A faithful transcription of all the data is required.

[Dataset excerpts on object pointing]

___

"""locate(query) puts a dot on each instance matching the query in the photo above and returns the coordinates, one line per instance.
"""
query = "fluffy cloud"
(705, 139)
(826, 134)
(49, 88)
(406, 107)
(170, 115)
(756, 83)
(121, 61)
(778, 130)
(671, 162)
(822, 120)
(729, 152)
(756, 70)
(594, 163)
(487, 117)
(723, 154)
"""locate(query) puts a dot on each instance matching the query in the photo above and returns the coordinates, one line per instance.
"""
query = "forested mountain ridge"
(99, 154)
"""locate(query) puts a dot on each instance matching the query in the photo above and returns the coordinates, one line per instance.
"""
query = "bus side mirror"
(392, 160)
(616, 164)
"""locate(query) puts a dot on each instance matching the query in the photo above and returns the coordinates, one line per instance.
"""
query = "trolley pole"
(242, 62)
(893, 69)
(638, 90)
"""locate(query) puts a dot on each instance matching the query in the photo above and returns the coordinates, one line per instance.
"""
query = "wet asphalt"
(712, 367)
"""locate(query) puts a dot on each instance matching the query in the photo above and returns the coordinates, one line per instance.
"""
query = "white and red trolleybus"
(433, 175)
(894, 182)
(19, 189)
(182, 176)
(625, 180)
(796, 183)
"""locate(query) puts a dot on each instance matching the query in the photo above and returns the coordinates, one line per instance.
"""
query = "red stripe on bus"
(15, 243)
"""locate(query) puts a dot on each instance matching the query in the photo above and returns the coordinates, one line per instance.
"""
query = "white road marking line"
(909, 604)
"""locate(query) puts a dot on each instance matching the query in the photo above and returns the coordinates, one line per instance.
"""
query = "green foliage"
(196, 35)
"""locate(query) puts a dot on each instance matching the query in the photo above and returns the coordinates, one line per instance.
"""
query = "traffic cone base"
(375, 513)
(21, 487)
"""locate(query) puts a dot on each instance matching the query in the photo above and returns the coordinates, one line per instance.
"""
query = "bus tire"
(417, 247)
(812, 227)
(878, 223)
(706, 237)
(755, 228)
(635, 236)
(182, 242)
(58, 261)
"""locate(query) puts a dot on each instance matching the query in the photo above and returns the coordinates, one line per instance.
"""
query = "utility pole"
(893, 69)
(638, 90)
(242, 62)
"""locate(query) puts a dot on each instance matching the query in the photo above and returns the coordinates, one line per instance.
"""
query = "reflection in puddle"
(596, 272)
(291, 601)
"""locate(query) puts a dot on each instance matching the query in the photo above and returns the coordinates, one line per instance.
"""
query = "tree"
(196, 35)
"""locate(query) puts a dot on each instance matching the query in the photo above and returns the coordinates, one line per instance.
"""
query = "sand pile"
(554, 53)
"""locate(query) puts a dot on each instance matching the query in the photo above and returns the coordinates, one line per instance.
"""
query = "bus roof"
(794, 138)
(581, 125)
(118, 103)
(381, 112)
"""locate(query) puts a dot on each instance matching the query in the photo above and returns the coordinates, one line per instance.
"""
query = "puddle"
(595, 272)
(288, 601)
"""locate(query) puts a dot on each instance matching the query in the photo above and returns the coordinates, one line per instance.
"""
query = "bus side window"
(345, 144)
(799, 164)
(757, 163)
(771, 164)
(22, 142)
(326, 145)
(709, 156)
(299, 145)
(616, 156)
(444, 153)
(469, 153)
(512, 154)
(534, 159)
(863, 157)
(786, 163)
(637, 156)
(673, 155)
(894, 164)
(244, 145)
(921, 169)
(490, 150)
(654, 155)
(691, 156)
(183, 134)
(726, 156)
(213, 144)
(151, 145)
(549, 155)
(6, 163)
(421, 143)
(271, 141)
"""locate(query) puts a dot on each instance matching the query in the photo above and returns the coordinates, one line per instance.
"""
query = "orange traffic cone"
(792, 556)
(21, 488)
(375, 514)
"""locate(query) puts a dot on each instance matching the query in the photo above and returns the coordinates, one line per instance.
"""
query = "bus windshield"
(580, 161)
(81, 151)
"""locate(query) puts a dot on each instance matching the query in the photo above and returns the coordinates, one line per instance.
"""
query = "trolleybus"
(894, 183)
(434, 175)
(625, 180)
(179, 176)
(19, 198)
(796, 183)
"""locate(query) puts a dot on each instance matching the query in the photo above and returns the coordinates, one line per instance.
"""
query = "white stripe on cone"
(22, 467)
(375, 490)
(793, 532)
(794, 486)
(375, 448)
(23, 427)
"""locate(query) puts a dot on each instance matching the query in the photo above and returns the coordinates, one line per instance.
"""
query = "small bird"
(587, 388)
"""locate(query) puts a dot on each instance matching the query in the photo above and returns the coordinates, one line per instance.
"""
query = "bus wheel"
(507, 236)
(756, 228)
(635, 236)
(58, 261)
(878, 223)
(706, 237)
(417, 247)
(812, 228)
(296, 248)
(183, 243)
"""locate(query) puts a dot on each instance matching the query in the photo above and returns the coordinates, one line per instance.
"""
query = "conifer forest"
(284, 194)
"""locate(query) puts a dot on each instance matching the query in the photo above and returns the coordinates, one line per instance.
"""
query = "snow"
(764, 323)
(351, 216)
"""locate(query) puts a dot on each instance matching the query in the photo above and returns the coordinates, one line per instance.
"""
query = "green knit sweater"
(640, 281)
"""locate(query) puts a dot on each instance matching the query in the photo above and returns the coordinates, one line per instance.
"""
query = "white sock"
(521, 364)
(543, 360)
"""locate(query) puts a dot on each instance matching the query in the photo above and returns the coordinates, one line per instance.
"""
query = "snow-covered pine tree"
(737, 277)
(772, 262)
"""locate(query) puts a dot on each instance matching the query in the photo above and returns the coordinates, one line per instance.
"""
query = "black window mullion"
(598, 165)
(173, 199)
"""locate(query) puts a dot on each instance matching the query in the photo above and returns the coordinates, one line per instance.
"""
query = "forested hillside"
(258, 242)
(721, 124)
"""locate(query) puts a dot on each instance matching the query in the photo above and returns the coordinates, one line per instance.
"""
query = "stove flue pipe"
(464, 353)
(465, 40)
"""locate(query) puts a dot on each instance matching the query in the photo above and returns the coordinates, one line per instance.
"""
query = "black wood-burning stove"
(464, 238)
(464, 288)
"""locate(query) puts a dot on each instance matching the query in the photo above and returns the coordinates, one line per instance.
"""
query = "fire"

___

**CORRECT OUTPUT:**
"""locate(query) puts a dot on each instance matching the query in the photo above and returns the coordinates, one line per instance.
"""
query = "fluffy cloud"
(705, 139)
(826, 134)
(49, 88)
(406, 107)
(170, 115)
(756, 83)
(121, 61)
(778, 130)
(671, 162)
(822, 120)
(729, 152)
(756, 70)
(594, 163)
(487, 117)
(723, 154)
"""locate(query) puts a dot on each instance matching the query in the photo above and returns the coordinates, one line per instance.
"""
query = "forested mountain ridge"
(99, 154)
"""locate(query) puts a dot on each instance matching the query in the photo above and returns the coordinates, one line per instance.
"""
query = "bus side mirror"
(392, 160)
(616, 164)
"""locate(query) puts a dot on each instance matching the query in the photo above and returns the coordinates, one line per instance.
"""
query = "trolley pole"
(242, 62)
(893, 69)
(638, 90)
"""locate(query) puts a dot on each instance matching the query in the photo above and returns the coordinates, one line per instance.
"""
query = "wet asphalt"
(712, 367)
"""locate(query) puts a dot on each instance matching the query in the photo above and returns the coordinates, one line per instance.
"""
query = "white and red trolleybus"
(433, 175)
(894, 182)
(19, 189)
(182, 176)
(625, 180)
(796, 183)
"""locate(query) puts a dot on each instance matching the query in the photo above and returns the coordinates, one line per instance.
"""
query = "red stripe on bus"
(15, 243)
"""locate(query) puts a dot on each instance matching the query in the photo above and returns the coordinates, one line per instance.
"""
query = "white road marking line"
(909, 604)
"""locate(query) puts a dot on each instance matching the query in the photo above and returns the coordinates, one line per instance.
"""
query = "green foliage"
(196, 35)
"""locate(query) puts a dot on each instance matching the query in the photo above and returns the coordinates, one line per instance.
"""
query = "traffic cone base"
(375, 513)
(21, 487)
"""locate(query) puts a dot on each instance matching the query in the photo above and returns the coordinates, one line per instance.
"""
query = "bus tire"
(417, 247)
(812, 227)
(878, 223)
(706, 237)
(755, 228)
(635, 236)
(182, 242)
(58, 261)
"""locate(query) puts a dot on each instance matching the query in the photo above and returns the coordinates, one line per instance.
"""
query = "utility pole"
(893, 69)
(638, 90)
(242, 62)
"""locate(query) puts a dot on each instance matching the query in the photo above and returns the coordinates, one line per instance.
"""
query = "reflection in puddle"
(596, 272)
(291, 601)
"""locate(query) puts a dot on each instance matching the query in the photo above and returns the coordinates, one line per instance.
"""
query = "tree"
(196, 35)
"""locate(query) puts a dot on each instance matching the query in the photo above and returns the coordinates, one line per instance.
"""
query = "sand pile"
(554, 53)
"""locate(query) puts a dot on each instance matching the query in the photo above and returns the coordinates, one line per instance.
"""
query = "bus roof"
(794, 138)
(581, 125)
(118, 103)
(381, 112)
"""locate(query) puts a dot on each instance matching the query in the photo above and returns the coordinates, one line per instance.
"""
query = "puddle"
(595, 272)
(288, 601)
"""locate(query) puts a dot on each instance matching the query in the photo above and returns the coordinates, one line per instance.
"""
query = "bus side window"
(345, 144)
(799, 164)
(757, 163)
(771, 164)
(22, 142)
(326, 145)
(709, 156)
(299, 145)
(616, 156)
(444, 153)
(469, 153)
(512, 154)
(534, 159)
(863, 157)
(786, 163)
(637, 156)
(673, 155)
(894, 164)
(244, 145)
(921, 169)
(490, 150)
(654, 155)
(691, 156)
(183, 134)
(726, 156)
(213, 144)
(151, 145)
(549, 155)
(6, 163)
(421, 143)
(271, 141)
"""locate(query) puts a dot on each instance matching the query in the photo above and returns the coordinates, one line per instance.
"""
query = "orange traffic cone"
(792, 556)
(21, 488)
(375, 514)
"""locate(query) puts a dot on each instance matching the query in the photo above and returns the coordinates, one line per instance.
"""
query = "bus windshield"
(580, 161)
(81, 151)
"""locate(query) puts a dot on each instance matching the query in the photo above and returns the coordinates, one line per instance.
"""
query = "trolleybus"
(894, 183)
(434, 175)
(625, 180)
(179, 176)
(19, 198)
(796, 183)
"""locate(query) puts a dot on each instance matching the query in the photo above and returns the coordinates, one line per instance.
"""
query = "white stripe on cone"
(22, 467)
(375, 490)
(793, 532)
(794, 486)
(375, 448)
(23, 427)
"""locate(query) puts a dot on each instance matching the query in the photo above and returns the coordinates, one line per instance.
"""
query = "small bird"
(587, 388)
"""locate(query) puts a dot on each instance matching the query in the photo above and returns the coordinates, one line per instance.
"""
query = "bus wheel"
(507, 236)
(756, 228)
(635, 236)
(58, 261)
(878, 223)
(706, 237)
(417, 247)
(812, 228)
(296, 248)
(183, 243)
"""locate(query) puts a dot on each instance matching the query in the photo above and returns the coordinates, one line per instance.
"""
query = "conifer forest"
(284, 194)
"""locate(query) puts a dot on each instance matching the query in the photo above and returns the coordinates, one line per instance.
"""
query = "snow"
(764, 323)
(351, 216)
"""locate(query) puts a dot on each instance matching the query in the photo above and returns the coordinates, one line per instance.
"""
query = "green knit sweater"
(640, 281)
"""locate(query) puts a dot on each instance matching the query in the photo above and returns the coordinates, one line per instance.
"""
query = "white sock"
(521, 364)
(543, 360)
"""locate(query) puts a dot on each instance matching the query in the photo above and returns the coordinates, one line per instance.
"""
query = "snow-covered pine tree"
(737, 277)
(772, 262)
"""locate(query) puts a dot on each instance matching the query in the photo above and returns the coordinates, one line per instance.
"""
query = "black window mullion"
(598, 165)
(173, 199)
"""locate(query) puts a dot on each instance matching the query in the photo above and returns the coordinates, one line per instance.
"""
query = "forested hillside"
(258, 242)
(721, 124)
"""locate(query) puts a dot on each instance matching the query in the photo above and returns the coordinates, one line per instance.
"""
query = "stove flue pipe"
(464, 353)
(465, 40)
"""locate(query) puts a dot on each instance matching the query in the photo above and returns the coordinates, one line per instance.
"""
query = "black wood-burning stove"
(464, 238)
(464, 288)
"""locate(query) puts a dot on each instance matching the query in the photo above and returns the coordinates, one line per instance.
"""
query = "fire"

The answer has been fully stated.